Reproduce every one of the entries below verbatim.

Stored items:
(begin)

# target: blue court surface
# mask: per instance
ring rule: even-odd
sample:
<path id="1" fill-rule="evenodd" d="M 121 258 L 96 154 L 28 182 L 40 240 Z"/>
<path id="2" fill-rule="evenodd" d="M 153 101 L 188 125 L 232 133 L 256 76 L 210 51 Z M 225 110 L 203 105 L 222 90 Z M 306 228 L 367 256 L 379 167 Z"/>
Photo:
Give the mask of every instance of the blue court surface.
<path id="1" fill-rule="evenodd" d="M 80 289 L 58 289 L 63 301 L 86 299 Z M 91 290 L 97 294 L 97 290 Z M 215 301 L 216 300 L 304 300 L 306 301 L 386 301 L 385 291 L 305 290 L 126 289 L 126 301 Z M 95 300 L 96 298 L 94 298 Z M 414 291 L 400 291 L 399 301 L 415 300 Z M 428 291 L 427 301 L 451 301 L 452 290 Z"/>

(end)

Expected answer.
# target: blue court surface
# mask: per instance
ring rule: even-odd
sample:
<path id="1" fill-rule="evenodd" d="M 121 258 L 96 154 L 28 182 L 40 240 Z"/>
<path id="2" fill-rule="evenodd" d="M 153 101 L 188 125 L 232 133 L 256 76 L 210 51 Z M 225 110 L 203 105 L 222 90 Z M 306 228 L 367 256 L 379 167 Z"/>
Photo:
Give the mask of every instance of the blue court surface.
<path id="1" fill-rule="evenodd" d="M 80 289 L 58 289 L 63 301 L 86 299 Z M 91 290 L 97 294 L 97 290 Z M 215 301 L 216 300 L 304 300 L 306 301 L 386 301 L 385 291 L 305 290 L 126 289 L 126 301 Z M 95 300 L 96 298 L 94 298 Z M 414 291 L 400 291 L 399 301 L 415 300 Z M 428 291 L 427 301 L 451 301 L 452 290 Z"/>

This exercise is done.